:: EXCERPTED DATA

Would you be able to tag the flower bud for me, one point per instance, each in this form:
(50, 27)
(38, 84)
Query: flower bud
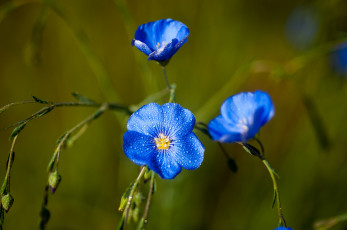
(7, 201)
(54, 180)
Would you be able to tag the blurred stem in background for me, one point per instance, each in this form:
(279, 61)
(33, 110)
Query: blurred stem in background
(260, 154)
(330, 222)
(148, 81)
(104, 80)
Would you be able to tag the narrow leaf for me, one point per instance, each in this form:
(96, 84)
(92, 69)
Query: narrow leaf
(52, 161)
(45, 111)
(39, 100)
(17, 130)
(232, 165)
(6, 107)
(252, 150)
(82, 98)
(274, 199)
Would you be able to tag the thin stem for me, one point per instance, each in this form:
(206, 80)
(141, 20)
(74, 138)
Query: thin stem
(143, 220)
(272, 173)
(223, 150)
(103, 78)
(5, 188)
(131, 194)
(170, 87)
(330, 222)
(47, 109)
(82, 124)
(6, 107)
(166, 79)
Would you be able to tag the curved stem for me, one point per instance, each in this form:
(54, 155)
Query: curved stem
(143, 220)
(170, 87)
(131, 194)
(273, 175)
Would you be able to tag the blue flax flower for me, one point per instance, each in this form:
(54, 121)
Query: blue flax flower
(283, 228)
(241, 117)
(161, 137)
(161, 39)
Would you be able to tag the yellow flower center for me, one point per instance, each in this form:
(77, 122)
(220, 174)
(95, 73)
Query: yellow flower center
(162, 141)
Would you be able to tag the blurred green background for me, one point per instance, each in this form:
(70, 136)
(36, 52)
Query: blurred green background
(51, 51)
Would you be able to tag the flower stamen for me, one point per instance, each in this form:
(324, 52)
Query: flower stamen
(162, 141)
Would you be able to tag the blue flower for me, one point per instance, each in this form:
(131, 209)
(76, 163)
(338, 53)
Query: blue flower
(283, 228)
(241, 117)
(161, 39)
(161, 137)
(339, 59)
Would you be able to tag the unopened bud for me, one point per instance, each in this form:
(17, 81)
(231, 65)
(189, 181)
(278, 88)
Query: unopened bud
(7, 201)
(54, 181)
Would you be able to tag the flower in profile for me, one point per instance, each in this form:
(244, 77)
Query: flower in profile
(161, 39)
(161, 137)
(283, 228)
(242, 115)
(339, 59)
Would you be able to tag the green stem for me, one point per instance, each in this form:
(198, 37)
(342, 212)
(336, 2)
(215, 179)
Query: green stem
(143, 221)
(103, 78)
(82, 124)
(170, 87)
(166, 79)
(131, 195)
(273, 174)
(5, 188)
(52, 105)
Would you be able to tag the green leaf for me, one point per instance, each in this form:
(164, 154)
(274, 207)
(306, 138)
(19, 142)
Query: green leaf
(125, 198)
(274, 199)
(60, 139)
(1, 216)
(232, 165)
(45, 111)
(39, 100)
(7, 202)
(8, 159)
(252, 150)
(54, 180)
(17, 130)
(98, 114)
(82, 98)
(3, 189)
(3, 109)
(52, 161)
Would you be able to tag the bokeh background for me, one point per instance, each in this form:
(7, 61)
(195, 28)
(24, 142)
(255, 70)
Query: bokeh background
(294, 50)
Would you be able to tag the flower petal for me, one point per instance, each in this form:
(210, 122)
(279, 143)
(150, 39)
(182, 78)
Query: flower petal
(141, 46)
(223, 131)
(188, 152)
(165, 52)
(263, 100)
(164, 165)
(146, 120)
(177, 120)
(238, 107)
(139, 148)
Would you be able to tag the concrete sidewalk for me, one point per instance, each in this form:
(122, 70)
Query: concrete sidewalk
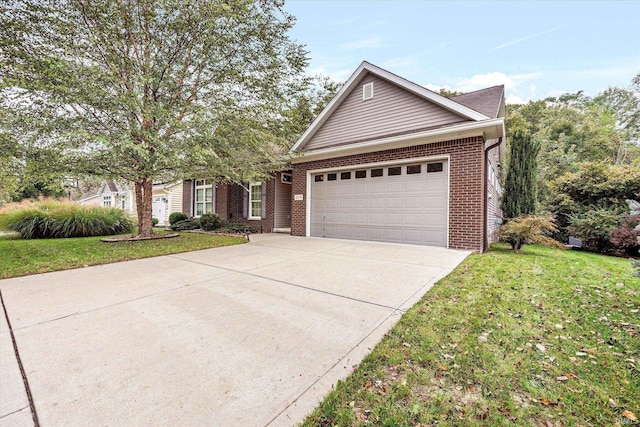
(253, 334)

::::

EXERCISE GOAL ->
Where a record holds a picture, skip the picture and copy everything else exactly.

EXERCISE RESPONSE ->
Would you be able to tag the flower bud for me, one point per instance, each in this form:
(50, 27)
(38, 84)
Query: flower bud
(7, 201)
(54, 180)
Would you be able to tag the blurred stem in background for me, one point per instance, each in this form:
(279, 61)
(33, 110)
Query: blurred stem in background
(260, 154)
(330, 222)
(148, 81)
(104, 80)
Would you be able to tag the narrow leaf for me, one point per instance, each in this form:
(96, 84)
(92, 69)
Query: narrow leaf
(52, 161)
(45, 111)
(39, 100)
(17, 130)
(232, 165)
(6, 107)
(252, 150)
(82, 98)
(274, 199)
Would you be able to tag the thin stem for me, one point per instance, each in this form:
(206, 80)
(141, 20)
(74, 138)
Query: thin stem
(143, 220)
(272, 173)
(223, 150)
(103, 78)
(5, 188)
(131, 194)
(170, 87)
(330, 222)
(47, 109)
(82, 124)
(6, 107)
(166, 79)
Would you be able to tag the curved stem for me, one point per instance, each in this form:
(54, 155)
Query: curved stem
(143, 220)
(170, 87)
(131, 194)
(273, 175)
Would you be able to tag the blue flax flower for me, one point per instance, each in this form:
(54, 121)
Query: blue flax flower
(283, 228)
(241, 117)
(161, 137)
(161, 39)
Would you be able to tag the yellow flower center for me, one point per instance, each in this form:
(77, 122)
(220, 174)
(95, 73)
Query: yellow flower center
(162, 141)
Would you be able to tag the blurred green background for me, one point per instance, each in this form:
(70, 136)
(36, 52)
Query: blurred green background
(51, 51)
Would you be able to tag the flower stamen for me, one point per instance, each in this form:
(324, 52)
Query: flower stamen
(162, 141)
Would you be able to tag the blue flower for me, one point per instance, each in this form:
(131, 209)
(76, 163)
(338, 53)
Query: blue flower
(283, 228)
(241, 117)
(161, 39)
(161, 137)
(339, 59)
Would you be able to tag the unopened bud for me, one point per instance, each in this form:
(17, 81)
(231, 65)
(189, 181)
(278, 88)
Query: unopened bud
(7, 201)
(54, 181)
Would you be able to tag the flower in profile for me, one point per instance, each in this form:
(244, 77)
Query: flower in profile
(161, 39)
(161, 137)
(283, 228)
(242, 115)
(339, 59)
Would you be able to tag the green stem for me, one point per instance, each in this form:
(198, 37)
(342, 212)
(336, 2)
(215, 179)
Query: green stem
(143, 221)
(103, 78)
(82, 124)
(170, 87)
(166, 79)
(131, 195)
(273, 174)
(5, 188)
(52, 105)
Would you be able to tag the green leaf for me, one point per instance, each in this form:
(164, 154)
(274, 207)
(306, 138)
(19, 142)
Query: green leaf
(125, 198)
(274, 199)
(60, 139)
(1, 216)
(232, 165)
(45, 111)
(39, 100)
(7, 202)
(8, 159)
(252, 150)
(54, 180)
(17, 130)
(98, 114)
(82, 98)
(3, 189)
(3, 109)
(52, 161)
Would you be able to tag the bokeh background for me, one point per instance, each in this form:
(7, 61)
(195, 28)
(24, 142)
(255, 70)
Query: bokeh background
(294, 50)
Would you be able to tag the flower petal for me, one point per instance, each in this form:
(210, 122)
(279, 143)
(150, 39)
(182, 78)
Query: flower petal
(141, 46)
(223, 131)
(188, 152)
(165, 52)
(263, 100)
(164, 165)
(146, 120)
(177, 120)
(238, 107)
(139, 148)
Would you be able to tag the concrete sidewalk for me, one point per instance, each in this form:
(122, 70)
Query: concrete sidewalk
(253, 334)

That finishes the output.